* **REQUEST**
Lay out the lines from the one holding "If this image contains any parked" through the end of the entries, inclusive, as a Markdown table with columns Row and Line, skipping blank lines.

— START RECORD LIST —

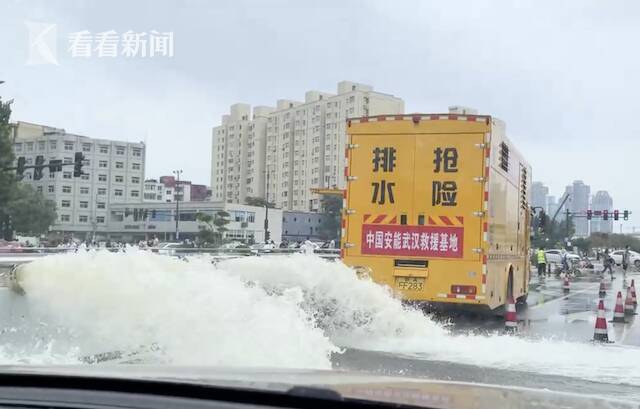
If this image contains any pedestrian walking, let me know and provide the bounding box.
[622,246,631,275]
[602,249,615,280]
[536,246,547,277]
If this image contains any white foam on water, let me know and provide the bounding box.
[13,251,337,368]
[7,251,640,386]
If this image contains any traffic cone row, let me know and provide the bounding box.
[598,278,607,298]
[593,300,609,342]
[600,291,627,323]
[504,296,518,332]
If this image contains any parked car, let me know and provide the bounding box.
[609,250,640,268]
[544,249,580,264]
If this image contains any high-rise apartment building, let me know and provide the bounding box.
[591,190,613,233]
[559,180,591,237]
[12,122,145,239]
[211,81,404,211]
[531,182,549,211]
[211,104,274,204]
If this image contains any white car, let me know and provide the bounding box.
[544,249,580,264]
[609,250,640,268]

— END RECORD LIST —

* **CORRECT OUTPUT**
| Row | Line |
|---|---|
| 1 | If this image contains any parked car, let me know and provide the bounding box. |
| 2 | [609,250,640,268] |
| 3 | [544,249,580,264] |
| 4 | If this image contains any high-rise apartment building, let me know and provide the bounding box. |
| 5 | [591,190,613,233] |
| 6 | [559,180,591,237] |
| 7 | [12,122,145,239] |
| 8 | [211,81,404,211] |
| 9 | [531,182,549,211] |
| 10 | [211,104,274,204] |
| 11 | If this image contains any white car, let me know and provide the bounding box. |
| 12 | [544,249,580,264] |
| 13 | [609,250,640,268] |